To-do list =
- 1) Using the blog page about the AMD Fusion summit, answer these:
(a) What nickname does the author go by?
(b) How many posts carry the "opencl" tag?
(c) Which programming language does the 'programmer' keynote emphasize?
- 2) Continue the blog post about the AMD Fusion summit and HSA from its final sentence.

Reading text =
===
About Me

Michael Zucchi

 B.E. (Comp. Sys. Eng.)

  also known as Zed
  to his mates & enemies!

notzed at gmail >
fosstodon.org/@notzed >

Tags

android (44)
beagle (63)
biographical (104)
blogz (9)
business (1)
code (77)
compilerz (1)
cooking (31)
dez (7)
dusk (31)
esp32 (4)
extensionz (1)
ffts (3)
forth (3)
free software (4)
games (32)
gloat (2)
globalisation (1)
gnu (4)
graphics (16)
gsoc (4)
hacking (459)
haiku (2)
horticulture (10)
house (23)
hsa (6)
humour (7)
imagez (28)
java (231)
java ee (3)
javafx (49)
jjmpeg (81)
junk (3)
kobo (15)
libeze (7)
linux (5)
mediaz (27)
ml (15)
nativez (10)
opencl (120)
os (17)
panamaz (5)
parallella (97)
pdfz (8)
philosophy (26)
picfx (2)
players (1)
playerz (2)
politics (7)
ps3 (12)
puppybits (17)
rants (137)
readerz (8)
rez (1)
socles (36)
termz (3)
videoz (6)
vulkan (3)
wanki (3)
workshop (3)
zcl (4)
zedzone (26)
Wednesday, 13 June 2012, 05:42

AMD Fusion Summit, HSA, etc.

Been looking forward to watching the AMD Fusion summit this year after watching a bunch of very interesting videos last year. I knew they were coming up but this month has gone faster than I thought ...

So far i've just watched the 'programmer' keynote from Phil - it's a pity about the emphasis on C++ which is such a shit language - but what are you gonna do eh? His talk on the viola-jones haar cascade algorithm was interesting, how HSA could be used to split up algorithms to move the problem to where it is most efficiently solved (not sure how it compares to face-detector in socles, as I solved the problem of idle work-items in a different way). But yeah, looking forward to that capability in the future; during my last visit to OpenCL in the last month or so I kept thinking that being able to run stuff on the CPU where it made sense would ... make sense.
===
Raw data =

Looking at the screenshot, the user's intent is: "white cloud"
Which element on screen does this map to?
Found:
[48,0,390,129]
===
Response list =
- 1)
(a) Zed
(b) 120
(c) C++

- 2)
I slightly disagree that the problem with the GPU parallel programming is just that it is too hard to write - all good software is hard to write - I think it more has to do with the availability of the platform. e.g. PS3 is hard to write too, but there seems to be plenty of that now because everyone's writing to the same platform. If I was a commercial developer writing software, right now it's only going to be a niche (photoshop is a niche). This is ok - because niche customers are probably already using capable hardware or don't mind buying it - but for mass market adoption it requires mass market availability of stable, quality, compatible platforms. This is still some way off.

The videos are on the summit broadcast site which requires a freely available login.

Update: Blah, ahh well, mostly a bit dull & sparse this year, or maybe they just weren't all put up on the net. The HSA stuff is the most interesting again from a software perspective.

Update 2: Apparently more content will be added over time, I guess last year I didn't spot it for a few months so had a lot more to look at off the bat.

On more reflection the HSA foundation and the HSAIL stuff is pretty big news. People don't seem to understand why it's so important though. It's really about the H in HSA - heterogeneous. Being able to support many CPUs with the same code and even the same compiler. Being able to target the code at run-time to execute on the most efficient hardware available in the current system. And being able to do that in a practical way that isn't tied to some vendor-specific secret sauce using broken proprietary compilers. At the bottom of it, it's just another attempt at 'write once, run everywhere' technology, but this time for computationally intensive processing and not for desktop user applications. I guess time will tell to see how it goes without nvidia and intel though. And the same as to whether this finally allows free software to take part.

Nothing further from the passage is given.